■ Exercise objective: Turn the listing below into a numbered list with no blank lines. Leave the pictures out.

■ Data provided:
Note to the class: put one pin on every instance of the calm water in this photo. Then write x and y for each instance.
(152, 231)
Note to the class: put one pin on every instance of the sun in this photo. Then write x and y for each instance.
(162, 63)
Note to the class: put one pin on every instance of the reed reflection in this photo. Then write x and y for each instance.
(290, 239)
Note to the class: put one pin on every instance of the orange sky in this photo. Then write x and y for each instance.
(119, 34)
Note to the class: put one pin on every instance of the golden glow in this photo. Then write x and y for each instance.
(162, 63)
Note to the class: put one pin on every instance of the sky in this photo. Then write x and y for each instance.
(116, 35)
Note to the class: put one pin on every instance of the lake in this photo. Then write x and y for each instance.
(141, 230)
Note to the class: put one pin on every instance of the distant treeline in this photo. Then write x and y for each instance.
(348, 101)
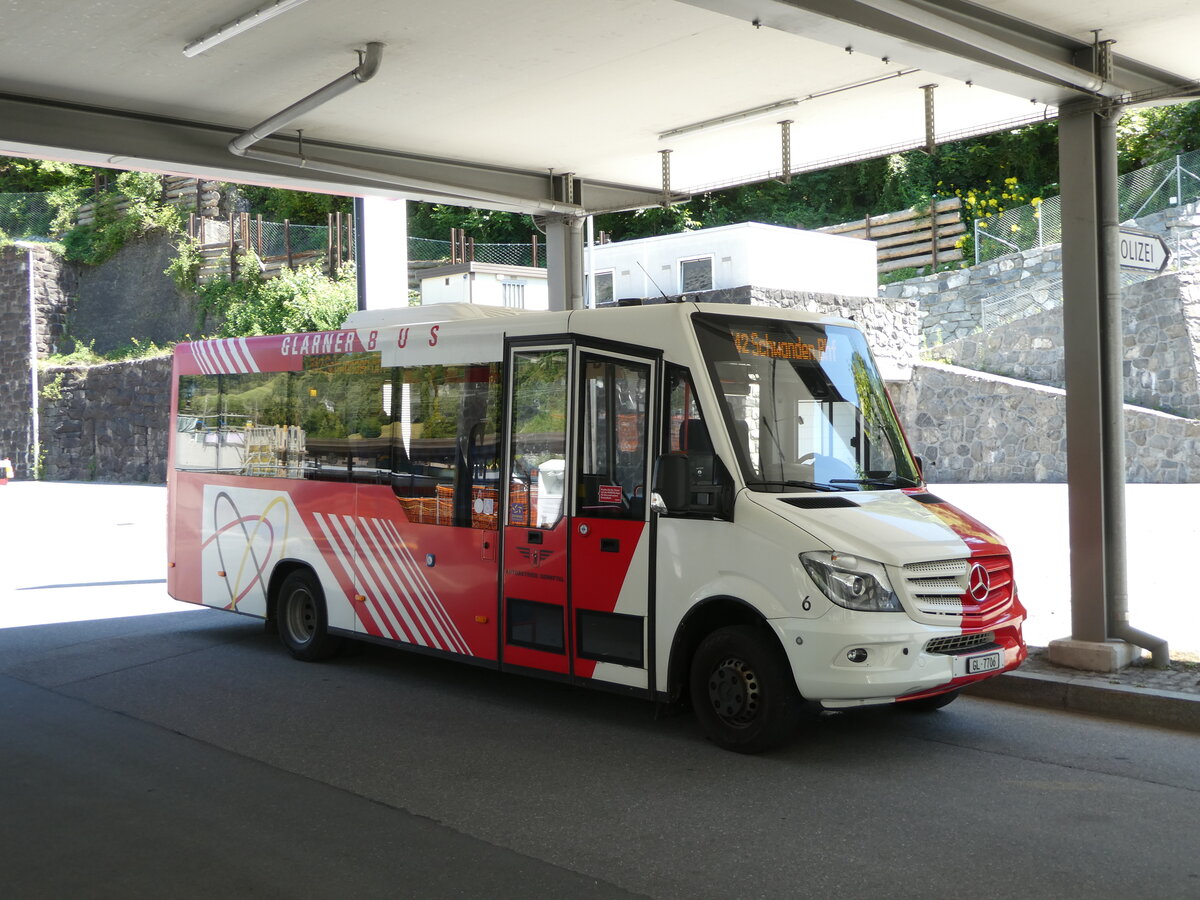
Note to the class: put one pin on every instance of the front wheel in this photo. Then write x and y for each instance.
(743, 691)
(303, 622)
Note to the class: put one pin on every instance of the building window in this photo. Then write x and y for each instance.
(695, 275)
(603, 289)
(514, 294)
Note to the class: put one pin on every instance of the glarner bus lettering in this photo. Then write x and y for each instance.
(540, 496)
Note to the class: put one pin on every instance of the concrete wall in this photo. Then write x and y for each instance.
(970, 426)
(31, 280)
(1162, 346)
(106, 423)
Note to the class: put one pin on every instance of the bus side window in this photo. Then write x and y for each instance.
(539, 438)
(612, 450)
(340, 407)
(445, 444)
(685, 432)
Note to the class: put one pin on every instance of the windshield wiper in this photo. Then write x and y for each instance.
(876, 481)
(793, 483)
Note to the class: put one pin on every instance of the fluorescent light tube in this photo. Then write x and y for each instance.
(243, 23)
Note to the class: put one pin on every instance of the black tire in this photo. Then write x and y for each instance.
(301, 621)
(928, 705)
(743, 691)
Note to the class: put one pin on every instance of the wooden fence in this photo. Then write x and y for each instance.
(223, 240)
(912, 238)
(201, 196)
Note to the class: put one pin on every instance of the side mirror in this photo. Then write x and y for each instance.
(671, 481)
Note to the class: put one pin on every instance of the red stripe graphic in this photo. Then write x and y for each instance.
(400, 598)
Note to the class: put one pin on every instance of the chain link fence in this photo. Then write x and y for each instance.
(303, 239)
(495, 253)
(1144, 192)
(27, 216)
(1149, 197)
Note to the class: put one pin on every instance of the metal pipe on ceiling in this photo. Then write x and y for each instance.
(928, 17)
(369, 64)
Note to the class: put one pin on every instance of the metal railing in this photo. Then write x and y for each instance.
(1143, 192)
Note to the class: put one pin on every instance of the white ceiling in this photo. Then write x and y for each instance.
(519, 89)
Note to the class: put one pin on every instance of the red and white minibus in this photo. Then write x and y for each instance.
(685, 501)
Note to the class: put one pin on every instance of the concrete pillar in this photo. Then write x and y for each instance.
(1087, 172)
(383, 252)
(564, 262)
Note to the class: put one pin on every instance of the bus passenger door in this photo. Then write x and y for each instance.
(534, 631)
(610, 538)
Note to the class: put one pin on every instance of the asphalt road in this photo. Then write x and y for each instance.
(190, 755)
(187, 755)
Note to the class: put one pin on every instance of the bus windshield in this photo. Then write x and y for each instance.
(804, 405)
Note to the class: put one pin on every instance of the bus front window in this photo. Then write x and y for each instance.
(805, 406)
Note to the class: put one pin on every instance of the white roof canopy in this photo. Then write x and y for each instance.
(480, 102)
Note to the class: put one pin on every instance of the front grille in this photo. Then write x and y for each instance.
(960, 643)
(941, 588)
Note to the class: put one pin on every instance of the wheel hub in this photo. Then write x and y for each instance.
(733, 691)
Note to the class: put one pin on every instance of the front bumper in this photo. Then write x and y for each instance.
(897, 664)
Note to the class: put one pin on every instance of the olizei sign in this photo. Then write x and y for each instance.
(1143, 251)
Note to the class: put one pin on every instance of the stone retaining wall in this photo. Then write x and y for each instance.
(31, 277)
(1162, 346)
(952, 301)
(106, 423)
(970, 426)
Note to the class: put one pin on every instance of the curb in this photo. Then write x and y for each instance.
(1144, 706)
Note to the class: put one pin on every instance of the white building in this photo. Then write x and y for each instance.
(732, 256)
(517, 287)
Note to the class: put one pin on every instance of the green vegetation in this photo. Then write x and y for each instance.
(297, 300)
(94, 244)
(81, 353)
(276, 204)
(53, 390)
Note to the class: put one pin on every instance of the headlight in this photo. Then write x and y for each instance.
(852, 582)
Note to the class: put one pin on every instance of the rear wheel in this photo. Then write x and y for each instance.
(301, 618)
(743, 691)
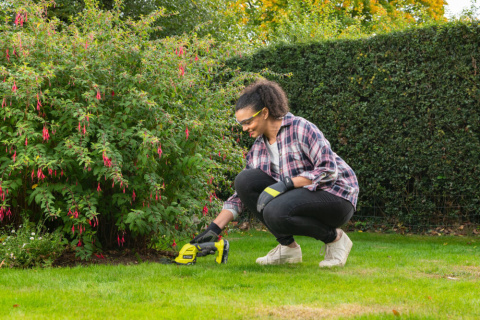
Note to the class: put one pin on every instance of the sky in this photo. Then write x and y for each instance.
(455, 7)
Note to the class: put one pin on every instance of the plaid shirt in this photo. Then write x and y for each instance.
(303, 152)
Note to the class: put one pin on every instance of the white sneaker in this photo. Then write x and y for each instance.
(336, 253)
(282, 254)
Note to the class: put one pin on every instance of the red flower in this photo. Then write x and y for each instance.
(159, 150)
(39, 104)
(46, 136)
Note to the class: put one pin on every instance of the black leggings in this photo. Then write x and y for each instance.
(300, 211)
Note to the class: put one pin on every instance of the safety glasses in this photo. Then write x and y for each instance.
(249, 120)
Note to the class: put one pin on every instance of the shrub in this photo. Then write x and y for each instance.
(403, 109)
(116, 139)
(29, 246)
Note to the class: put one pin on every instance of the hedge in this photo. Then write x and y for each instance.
(402, 109)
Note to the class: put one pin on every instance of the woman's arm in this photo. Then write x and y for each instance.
(299, 182)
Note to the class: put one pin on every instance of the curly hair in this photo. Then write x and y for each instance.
(264, 94)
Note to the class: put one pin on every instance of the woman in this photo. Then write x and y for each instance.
(293, 181)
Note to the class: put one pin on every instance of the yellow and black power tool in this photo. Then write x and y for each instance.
(189, 253)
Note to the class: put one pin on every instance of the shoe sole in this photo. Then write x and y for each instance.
(342, 264)
(288, 260)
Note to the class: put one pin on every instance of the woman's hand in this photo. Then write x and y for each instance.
(274, 191)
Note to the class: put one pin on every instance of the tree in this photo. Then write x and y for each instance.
(293, 20)
(107, 135)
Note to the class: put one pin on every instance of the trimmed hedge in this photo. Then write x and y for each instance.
(403, 109)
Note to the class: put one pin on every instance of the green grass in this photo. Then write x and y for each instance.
(417, 276)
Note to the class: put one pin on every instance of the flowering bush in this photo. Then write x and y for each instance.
(116, 139)
(29, 247)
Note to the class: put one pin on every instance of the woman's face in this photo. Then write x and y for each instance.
(251, 121)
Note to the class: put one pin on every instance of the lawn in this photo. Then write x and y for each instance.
(387, 276)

■ Reply to the exercise:
1. Note to the class: put one pin on every instance of the calm water in this photo. Then write x and y for each instance.
2. (152, 231)
3. Note to the class: put one pin on every instance of the sun in this photo. Then write x and y for each instance.
4. (162, 63)
5. Note to the class: put one pin on every instance of the reed reflection in this photo. Then write x and y for each instance.
6. (290, 239)
7. Note to the class: put one pin on every instance of the orange sky in this photo. Then write x and y for each instance.
8. (119, 34)
9. Note to the class: put one pin on every instance of the golden glow in this photo. Then write x and y for each instance.
10. (162, 63)
11. Note to the class: put one pin on every instance of the sky in this photo. Then write x and y for each instance.
12. (116, 35)
13. Note to the class: put one pin on every instance of the lake in this photo. Then write x and y for each instance.
14. (141, 230)
15. Note to the class: put one pin on every instance of the distant treeline in this photo. Then write x and y for each instance.
16. (348, 101)
17. Note to the class: put one pin on every instance of the front wheel in this photo. Then write x and y for each instance.
18. (743, 691)
19. (303, 622)
20. Note to the class: put one pin on every instance of the building window in this photo. Then write x and y for each instance.
21. (695, 275)
22. (603, 289)
23. (514, 294)
24. Note to the class: put one pin on every instance of the glarner bus lettering in this photo. Then write x and y for each instance.
25. (540, 496)
26. Note to the class: put one pin on every instance of the concrete wall in this photo. Then write x and y for each instance.
27. (970, 426)
28. (31, 280)
29. (1162, 346)
30. (106, 423)
31. Note to the class: put one pin on every instance of the bus side window in this photo. Then write x and y for each instance.
32. (539, 438)
33. (612, 450)
34. (340, 407)
35. (445, 444)
36. (685, 432)
37. Note to the class: put one pin on every instance of the windshield wiper in this photo. Then write x and y for each instance.
38. (876, 481)
39. (793, 483)
40. Note to the class: put one pin on every instance of the fluorescent light tube in this photo. Then write x and y for each instance.
41. (243, 23)
42. Note to the class: put one pin on every instance of the black tire in this photo. Then write x and y for each instance.
43. (301, 621)
44. (928, 705)
45. (743, 691)
46. Note to the class: put one pin on every instance of the wooden fence in this photo. Then write x and y for each instance.
47. (223, 240)
48. (912, 238)
49. (201, 196)
50. Note to the class: put one pin on every instance of the side mirror in this photo. Then write x and y for each instance.
51. (671, 481)
52. Note to the class: put one pin on every instance of the red stripe graphic in this photo. Then write x and y for each instance.
53. (400, 598)
54. Note to the class: put one pin on every instance of the chain link fence in this photo. Then write x and y for each instance.
55. (303, 239)
56. (495, 253)
57. (1144, 192)
58. (27, 216)
59. (1149, 197)
60. Note to the class: put one pin on every instance of the metal pipe on ceiling in this photo. Then write x and y for each instance.
61. (928, 17)
62. (369, 64)
63. Note to the class: put one pin on every instance of the metal railing in this photo. Then write x and y for each instance.
64. (1143, 192)
65. Note to the class: put one pin on every instance of the white ceiling in this photo. Then write x and y for each instance.
66. (519, 89)
67. Note to the class: put one pin on every instance of the red and white minibus in this photo. Then write x and y for each instance.
68. (685, 501)
69. Note to the class: put one pin on every instance of the concrete pillar in this photo. Then write x and y for each instance.
70. (1087, 172)
71. (383, 252)
72. (564, 262)
73. Note to the class: put one pin on every instance of the bus passenger door in this photo. Then write x and y for each instance.
74. (534, 631)
75. (610, 538)
76. Note to the class: put one pin on every instance of the asphalt road in this photo. Then write x and y for each instance.
77. (190, 755)
78. (187, 755)
79. Note to the class: put one pin on every instance of the bus windshield in this photo. Then write x and y for each instance.
80. (804, 405)
81. Note to the class: put one pin on every instance of the bus front window in this photo. Then write x and y for each instance.
82. (805, 406)
83. Note to the class: put one pin on every instance of the white roof canopy in this photo. Then write x and y for each instance.
84. (480, 102)
85. Note to the class: put one pin on every instance of the front grille in this photo. Then write x and y for each instance.
86. (960, 643)
87. (941, 588)
88. Note to the class: put one pin on every instance of the wheel hub in this photo. Then write x and y for each instance.
89. (733, 691)
90. Note to the class: put one pin on every instance of the front bumper in this photo. Then write x and y for each instance.
91. (897, 664)
92. Note to the class: put one pin on every instance of the olizei sign in this photo. Then write x and y for each instance.
93. (1143, 251)
94. Note to the class: put one pin on every instance of the stone retaining wall in this photo. Then write x and y for each instance.
95. (31, 277)
96. (1162, 346)
97. (952, 301)
98. (106, 423)
99. (970, 426)
100. Note to the class: put one pin on every instance of the curb in this photo. Then write x and y for each instance.
101. (1144, 706)
102. Note to the class: put one pin on every instance of the white building in this photo. Then write x and y for each instance.
103. (732, 256)
104. (517, 287)
105. Note to the class: put one pin on every instance of the green vegetation in this photo. Then write x and y for each instance.
106. (297, 300)
107. (94, 244)
108. (81, 353)
109. (276, 204)
110. (53, 390)
111. Note to the class: put one pin on every instance of the headlight in this photo. Then write x and y for each instance.
112. (852, 582)
113. Note to the class: put one pin on every instance of the rear wheel in this photo. Then write x and y for each instance.
114. (301, 618)
115. (743, 691)
116. Note to the class: put one pin on every instance of the sky in this photo. Then write x and y for each instance.
117. (455, 7)
118. Note to the class: put one pin on every instance of the plaid shirt in this photo. Then write x and y for each instance.
119. (303, 152)
120. Note to the class: put one pin on every instance of the white sneaker in this photo. Then write x and y for each instance.
121. (336, 253)
122. (282, 254)
123. Note to the class: put one pin on every instance of the red flower in this photo. Then write x and y for each instance.
124. (159, 150)
125. (39, 104)
126. (46, 136)
127. Note to the class: put one pin on every instance of the black leggings in this photo. Then write x and y for each instance.
128. (300, 211)
129. Note to the class: put one pin on every instance of the safety glasses in this photo. Then write x and y for each instance.
130. (249, 120)
131. Note to the class: put one pin on every instance of the shrub in this photo. Then write x and y for each instance.
132. (403, 109)
133. (116, 139)
134. (29, 246)
135. Note to the class: put one pin on every instance of the hedge in this photo. Then write x and y for each instance.
136. (402, 109)
137. Note to the class: put one pin on every instance of the woman's arm in this photo. Then write x and y for each instance.
138. (299, 182)
139. Note to the class: put one pin on every instance of the curly hair in this photo. Then write x and y for each instance.
140. (264, 94)
141. Note to the class: put one pin on every instance of the woman in this photo. Then write x and y for each instance.
142. (293, 181)
143. Note to the class: put one pin on every instance of the yellow and black power tool in this photo. Then write x and y for each instance.
144. (189, 253)
145. Note to the class: put one pin on every instance of the shoe sole in this photo. Then write x and y for each instance.
146. (342, 264)
147. (288, 260)
148. Note to the class: put one pin on every instance of the woman's hand in this photo. Then write x and y for each instance.
149. (274, 191)
150. Note to the class: put one pin on every instance of the tree in this photo. Then write x and y for each instance.
151. (293, 20)
152. (107, 135)
153. Note to the class: put one pin on every instance of the trimmed hedge in this photo. Then write x and y for each instance.
154. (403, 109)
155. Note to the class: put one pin on every instance of the green grass in this photo. Then write x and y for each instance.
156. (417, 276)
157. Note to the class: put one pin on every instance of the flowering bush in this photo. Then write x and y for each instance.
158. (116, 139)
159. (29, 247)
160. Note to the class: put one pin on every instance of the woman's face in this photo. Then write x and y for each instance.
161. (251, 121)
162. Note to the class: put one pin on every instance of the lawn in this photo. Then write x and y for each instance.
163. (387, 276)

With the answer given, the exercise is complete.